As pandemias produzidas artificialmente em laboratórios como a vaca louca, a gripe aviária, a zika, a chikungunha e o HIV, assim como as seguidas guerras  deflagradas principalmente pelos Estados Unidos, contribuíram também para diminuir a população mundial mas no ano de 2000 verificou-se que não tinha sido possível alcançar a redução dos seres humanos em 500 milhões de pessoas que havia sido proposta pela Fundação Rockfeller, algumas décadas antes. Por outro lado, a intensificação do uso de agrotóxicos, ou pesticidas para a lavoura, e do cultivo da agricultura com sementes transgênicas – cujos efeitos aparecem mais no médio e longo prazo – ainda não produziram os resultados letais desejados.

Artistas visionários do século 20 – como Alexander Rodchenko, George Orwell, Aldous Huxley e Rod Serling, entre muitos outros − já haviam antecipado que a evolução da sociedade tecnológica de massa levaria a uma crescente manipulação dos corações e mentes do homem, a ser exercido pelo Estado por intermédios dos veículos de comunicação de massa.

Ao longo de todo o século passado, estes e outros artistas e pensadores foram capazes de vislumbrar o crescente desejo de controle do sistema de poder tanto no sistema capitalista do Ocidente quanto no modelo do socialismo real da União Soviética. Admirável Mundo Novo, de Aldous Huxley; 1984, de George Orwell e a série Além da Imaginação (The Twilight Zone), de Rod Serling, são algumas obras que foram interpretadas como a antecipação de um futuro carregado de tonalidades sombrias.
Alexander Rodchenko, As Guerras do Futuro, 1930    

No início do novo milênio, as redes sociais criadas pelos órgãos de inteligência dos Estados Unidos a partir das novas tecnologias digitais – e que se converteram num eficiente instrumento de disseminação de informações amplamente usadas pelos bilhões de usuários dos celulares − se tornaram uma fonte de notícias progressivamente mais falsas e mentirosas que, pela credibilidade que conquistaram, terminaram por criar uma modalidade de realidade paralela na vida de milhões de pessoas.

Se já vínhamos progressivamente penetrando em uma espécie de zona crepuscular onde se torna cada vez mais difícil distinguir entre o bom e o mau, o certo e o errado, o justo e o injusto, à medida que os parâmetros para o nosso julgamento passaram a ser impostos pelos veículos de comunicação de massa, redes sociais e instituições religiosas fundamentalistas, cidadãos de diferentes países como os Estados Unidos, França, Itália e Brasil foram convertidos simultaneamente em espectadores e protagonistas de um extraordinário acontecimento de estelionato político ao serem levados, por meio de sofisticadas técnicas de propaganda, a optar para o cargo de Presidente da República por discutíveis personagens da sua história política. No caso brasileiro, foi ainda pior: mais de 57 milhões de brasileiros escolheram um defensor da tortura, racista, misógino e entreguista.

[Dados de ancoragem de objetos em linguagem natural]
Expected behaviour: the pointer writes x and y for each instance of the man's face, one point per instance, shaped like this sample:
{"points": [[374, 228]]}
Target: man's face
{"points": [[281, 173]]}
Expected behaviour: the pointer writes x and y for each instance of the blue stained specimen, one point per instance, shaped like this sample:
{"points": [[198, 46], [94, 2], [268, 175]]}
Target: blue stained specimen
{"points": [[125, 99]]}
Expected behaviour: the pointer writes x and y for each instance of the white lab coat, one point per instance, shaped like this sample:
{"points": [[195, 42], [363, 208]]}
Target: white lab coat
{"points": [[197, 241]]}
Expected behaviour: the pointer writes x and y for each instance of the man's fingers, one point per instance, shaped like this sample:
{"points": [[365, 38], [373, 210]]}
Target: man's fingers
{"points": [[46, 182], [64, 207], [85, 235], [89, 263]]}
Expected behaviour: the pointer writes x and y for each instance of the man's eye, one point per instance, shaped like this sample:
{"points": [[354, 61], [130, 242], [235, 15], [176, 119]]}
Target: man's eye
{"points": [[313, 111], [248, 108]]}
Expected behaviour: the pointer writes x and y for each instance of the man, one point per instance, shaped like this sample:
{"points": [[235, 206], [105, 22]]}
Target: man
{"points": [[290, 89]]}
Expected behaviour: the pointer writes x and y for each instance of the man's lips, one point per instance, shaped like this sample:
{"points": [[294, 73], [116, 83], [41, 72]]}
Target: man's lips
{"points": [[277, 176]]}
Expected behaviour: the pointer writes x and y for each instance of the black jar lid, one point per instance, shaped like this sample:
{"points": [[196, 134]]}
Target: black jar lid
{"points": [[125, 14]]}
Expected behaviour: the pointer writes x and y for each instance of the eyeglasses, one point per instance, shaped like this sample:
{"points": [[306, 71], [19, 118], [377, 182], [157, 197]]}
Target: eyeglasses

• [O QUE FAZER]:
1) Reproduza sem alterações, no trecho de origem, tudo o que vai de "As pandemias produzidas" até "resultados letais desejados.".
2) Traduza para o inglês esta frase do trecho de origem: "Artistas visionários do século 20 – como Alexander Rodchenko, George Orwell, Aldous Huxley e Rod Serling, entre muitos outros − já haviam antecipado que a evolução da sociedade tecnológica de massa levaria a uma crescente manipulação dos corações e mentes do homem, a ser exercido pelo Estado por intermédios dos veículos de comunicação de massa."
3) Retome o trecho de origem, sobre a manipulação exercida pelos meios de comunicação de massa, a partir da última frase apresentada.
Os itens constituem material independente do trecho de origem.

• [RESPOSTAS NUMERADAS]:
1)
As pandemias produzidas artificialmente em laboratórios como a vaca louca, a gripe aviária, a zika, a chikungunha e o HIV, assim como as seguidas guerras  deflagradas principalmente pelos Estados Unidos, contribuíram também para diminuir a população mundial mas no ano de 2000 verificou-se que não tinha sido possível alcançar a redução dos seres humanos em 500 milhões de pessoas que havia sido proposta pela Fundação Rockfeller, algumas décadas antes. Por outro lado, a intensificação do uso de agrotóxicos, ou pesticidas para a lavoura, e do cultivo da agricultura com sementes transgênicas – cujos efeitos aparecem mais no médio e longo prazo – ainda não produziram os resultados letais desejados.

2) Visionary 20th-century artists – such as Alexander Rodchenko, George Orwell, Aldous Huxley, and Rod Serling, among many others – had already anticipated that the evolution of mass technological society would lead to a growing manipulation of the hearts and minds of man, to be exercised by the State through the mass media.

3)
Na verdade, não apenas isto: como parte de seu séquito também vieram políticos desonestos com seus serviçais igualmente abjetos, antigos cães de guerra do regime militar extinto há 33 anos, fascistas de ontem e de hoje como aqueles de derrubam placas que homenageiam mortos e desrespeitam professores, entreguistas a serviços de seus patrões norte-americanos, juizecos de província com ambições a se converterem em poderosos Torquemadas, aventureiros sem nenhum escrúpulo e até mesmo um decadente ator pornô em fim de carreira ou já aposentado.

Os muitos milhões que votaram nestes quidams esperam que – como seus representantes e agora muito bem remunerados pelo Estado – tenham a capacidade de oferecer ao cidadão as soluções para suas necessidades de emprego, assistência médica, educação, transporte, moradia, segurança e bem estar.

Como já ocorreu em outras ocasiões em nossa história, verificarão cedo ou tarde que foram enganados ou se deixaram enganar, porque aqueles que sufragaram nas urnas não estarão dispostos a defender os que os elegeram mas, sim, a bater continência para os seus verdadeiros senhores: os mesquinhos interesses pessoais e os patrões de além-mar.

A ilustração do artista plástico Rodchenko antecipa um cenário que talvez venha a se tornar familiar aos nossos olhos.

Que o ano de 2019 não represente um retorno ao 1984 de Orwell ou ao nosso infausto 1964.